Passage –
————

International Association of Democratic Lawyers (IADL) is an international organization of left-wing and progressive jurists' associations with sections and members in 50 countries and territories. Along with facilitating contact and exchange of views between and among lawyers and lawyers' associations of all countries, the IADL works to conduct research on legal issues affecting human, political and economic rights, organizes international commissions of enquiry and conferences on legal and judicial concerns, and takes part in international legal observer missions. Through its activities the Association works as a recognized consultative organization with the United Nations through ECOSOC, UNESCO and UNICEF.

History
The Association was founded in Paris in 1946. The IADL soon became Communist-controlled and the United States became especially aggravated at IADL claims that they had documented proof of the US dropping poisoned mosquitos on North Koreans and mass-torturing civilians during the Korean War. René Cassin resigned his presidency of the organization as a result in 1951, and the US successfully lobbied France to expel the headquarters of what it considered a communist front from Paris. As a response, the Central Intelligence Agency started funding the International Commission of Jurists. Still in 1990 for example, the Soviet Union funded the organization with 100,000 US dollars.

From 1967 the IADL was one of the original NGOs accredited with Consultative II Status with ECOSOC and is represented at UNESCO and UNICEF. The Association is also a member of the Conference of NGOs (CONGO) of the United Nations.

————

Set task 1 – In the entries, write out the lines starting at the one containing "Find the riverbank;" and ending at the one containing "[[[153,177],[21,181],[0,186],[0,209],[133,195],[155,191]]]".

————

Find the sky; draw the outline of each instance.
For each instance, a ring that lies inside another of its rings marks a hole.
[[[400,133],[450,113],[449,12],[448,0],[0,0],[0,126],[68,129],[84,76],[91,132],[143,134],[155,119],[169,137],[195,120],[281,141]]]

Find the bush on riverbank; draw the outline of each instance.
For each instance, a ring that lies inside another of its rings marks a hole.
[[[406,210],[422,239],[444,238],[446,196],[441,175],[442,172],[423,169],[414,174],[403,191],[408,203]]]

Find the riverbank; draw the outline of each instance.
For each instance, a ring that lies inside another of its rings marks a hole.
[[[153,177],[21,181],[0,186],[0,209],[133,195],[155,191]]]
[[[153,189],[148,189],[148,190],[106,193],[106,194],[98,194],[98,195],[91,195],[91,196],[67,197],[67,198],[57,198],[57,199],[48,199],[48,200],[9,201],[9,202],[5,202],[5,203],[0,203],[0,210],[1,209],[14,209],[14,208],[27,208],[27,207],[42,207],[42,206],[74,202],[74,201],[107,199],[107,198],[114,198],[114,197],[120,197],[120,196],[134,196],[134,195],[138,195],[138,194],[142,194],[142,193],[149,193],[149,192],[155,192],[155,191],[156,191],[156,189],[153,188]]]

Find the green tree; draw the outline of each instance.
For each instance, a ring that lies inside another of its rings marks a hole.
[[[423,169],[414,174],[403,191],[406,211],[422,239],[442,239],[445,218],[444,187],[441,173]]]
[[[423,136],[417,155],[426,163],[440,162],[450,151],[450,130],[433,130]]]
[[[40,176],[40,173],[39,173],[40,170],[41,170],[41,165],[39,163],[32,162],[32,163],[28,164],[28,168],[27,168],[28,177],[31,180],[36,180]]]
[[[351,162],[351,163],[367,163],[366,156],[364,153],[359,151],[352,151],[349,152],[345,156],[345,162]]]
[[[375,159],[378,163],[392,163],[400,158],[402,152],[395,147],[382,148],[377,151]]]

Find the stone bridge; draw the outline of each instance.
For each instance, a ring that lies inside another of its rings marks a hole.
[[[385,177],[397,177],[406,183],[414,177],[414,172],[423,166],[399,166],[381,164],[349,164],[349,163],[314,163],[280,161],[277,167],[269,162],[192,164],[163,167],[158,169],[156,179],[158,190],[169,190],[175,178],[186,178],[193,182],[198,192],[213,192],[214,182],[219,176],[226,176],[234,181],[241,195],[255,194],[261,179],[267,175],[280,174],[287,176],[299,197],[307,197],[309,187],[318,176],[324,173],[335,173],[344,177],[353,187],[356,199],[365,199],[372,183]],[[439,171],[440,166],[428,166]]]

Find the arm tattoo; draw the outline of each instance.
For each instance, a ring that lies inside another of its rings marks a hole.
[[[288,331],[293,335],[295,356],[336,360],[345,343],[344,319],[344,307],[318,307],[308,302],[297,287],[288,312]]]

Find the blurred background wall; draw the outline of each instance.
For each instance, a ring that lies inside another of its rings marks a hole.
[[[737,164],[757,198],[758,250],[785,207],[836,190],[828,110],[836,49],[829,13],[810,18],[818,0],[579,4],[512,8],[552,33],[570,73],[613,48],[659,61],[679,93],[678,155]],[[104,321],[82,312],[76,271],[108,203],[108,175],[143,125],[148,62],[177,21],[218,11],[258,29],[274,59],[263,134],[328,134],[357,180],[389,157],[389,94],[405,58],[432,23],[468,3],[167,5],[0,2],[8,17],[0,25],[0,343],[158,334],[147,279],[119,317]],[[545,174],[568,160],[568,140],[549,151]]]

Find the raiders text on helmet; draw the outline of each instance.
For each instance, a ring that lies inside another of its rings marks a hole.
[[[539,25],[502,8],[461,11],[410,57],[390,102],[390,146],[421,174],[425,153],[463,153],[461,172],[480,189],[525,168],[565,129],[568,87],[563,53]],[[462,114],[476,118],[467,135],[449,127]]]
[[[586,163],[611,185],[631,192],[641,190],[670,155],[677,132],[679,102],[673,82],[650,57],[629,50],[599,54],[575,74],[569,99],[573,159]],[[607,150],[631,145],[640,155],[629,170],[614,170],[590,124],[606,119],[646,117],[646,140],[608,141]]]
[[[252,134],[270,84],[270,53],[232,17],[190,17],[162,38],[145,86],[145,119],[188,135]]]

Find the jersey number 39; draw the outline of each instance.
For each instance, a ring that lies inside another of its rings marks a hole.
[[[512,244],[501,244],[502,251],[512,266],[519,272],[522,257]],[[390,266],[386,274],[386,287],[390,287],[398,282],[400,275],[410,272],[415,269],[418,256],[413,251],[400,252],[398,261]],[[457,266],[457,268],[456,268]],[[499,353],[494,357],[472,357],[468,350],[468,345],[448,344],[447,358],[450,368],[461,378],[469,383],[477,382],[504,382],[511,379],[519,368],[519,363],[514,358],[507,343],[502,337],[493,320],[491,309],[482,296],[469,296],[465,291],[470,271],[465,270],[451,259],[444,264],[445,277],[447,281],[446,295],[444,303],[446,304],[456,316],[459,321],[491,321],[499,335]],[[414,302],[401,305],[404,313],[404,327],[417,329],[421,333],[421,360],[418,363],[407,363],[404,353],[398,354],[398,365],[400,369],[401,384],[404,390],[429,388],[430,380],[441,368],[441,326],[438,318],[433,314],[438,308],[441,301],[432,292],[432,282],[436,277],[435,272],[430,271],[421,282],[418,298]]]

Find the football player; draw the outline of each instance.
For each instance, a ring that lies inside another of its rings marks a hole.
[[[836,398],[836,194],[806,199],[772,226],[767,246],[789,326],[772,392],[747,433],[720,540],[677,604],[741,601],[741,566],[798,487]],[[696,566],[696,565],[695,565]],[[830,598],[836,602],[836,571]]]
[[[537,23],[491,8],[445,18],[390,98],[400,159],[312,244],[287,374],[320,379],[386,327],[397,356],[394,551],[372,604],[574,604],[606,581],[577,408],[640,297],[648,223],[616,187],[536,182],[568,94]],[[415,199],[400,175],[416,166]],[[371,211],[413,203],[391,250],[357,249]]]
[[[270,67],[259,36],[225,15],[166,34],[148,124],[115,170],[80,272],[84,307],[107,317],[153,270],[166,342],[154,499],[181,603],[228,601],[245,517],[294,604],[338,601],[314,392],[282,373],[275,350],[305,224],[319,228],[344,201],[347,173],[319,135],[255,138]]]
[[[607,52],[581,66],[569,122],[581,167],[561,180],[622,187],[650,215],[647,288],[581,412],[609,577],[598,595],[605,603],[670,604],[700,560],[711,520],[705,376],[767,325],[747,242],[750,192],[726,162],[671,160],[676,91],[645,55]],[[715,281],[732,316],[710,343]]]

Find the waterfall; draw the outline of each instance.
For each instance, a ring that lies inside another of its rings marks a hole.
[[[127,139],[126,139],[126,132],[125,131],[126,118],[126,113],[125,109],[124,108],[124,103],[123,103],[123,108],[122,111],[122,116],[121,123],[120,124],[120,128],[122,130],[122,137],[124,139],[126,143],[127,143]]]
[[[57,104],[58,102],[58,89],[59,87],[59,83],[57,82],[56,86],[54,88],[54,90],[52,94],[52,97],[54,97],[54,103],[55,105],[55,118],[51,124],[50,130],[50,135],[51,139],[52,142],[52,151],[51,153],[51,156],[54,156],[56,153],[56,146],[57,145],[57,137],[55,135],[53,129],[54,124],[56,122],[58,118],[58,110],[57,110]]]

————

Set task 2 – Extend the passage on the International Association of Democratic Lawyers, picking up after its final sentence.

Result 1 –
Find the riverbank; draw the outline of each instance.
For each instance, a ring that lies inside another of its rings marks a hole.
[[[153,177],[21,181],[0,186],[0,209],[133,195],[155,191]]]

Result 2 –
Headquarters

International Headquarters – Rue Brialmont 21, B-1210, Brussels, Belgium

International Secretariat – Ito Bldg 2nd Floor, Yotsuya 1–2, Shinjuku-ku, 160–0004, Tokyo, Japan

Organization
The IADL is organized on the basis of institutional member organizations, regional and affiliated sections, groups and individual membership, representing about 200,000 members in all.

Institutional Members:
 Bangladesh – Democratic Lawyers Association of Bangladesh (DLAB)
 Belgium – Progress Lawyers Network As of 2010 it has offices in Antwerp and Brussels.
 Bulgaria – Union of Jurists in Bulgaria
 Cuba – Unión Nacional de Juristas de Cuba
 Finland – Suomen Demokraattiset Lakimiehet ()
 France – Droit Solidarité
 Germany (West) – Vereinigung Demokratischer Juristen Deutschlands
 Italy – Giuristi Democratici
 India – All India Lawyers Union
 India – Indian Association of Lawyers
 Japan – Japanese Lawyers International Solidarity Association (JALISA)
 Morocco – Association Marocaine des Droits Humains
 North Korea – Korean Democratic Lawyers Organisation
 Philippines – The National Union of Peoples’ Lawyers (NUPL)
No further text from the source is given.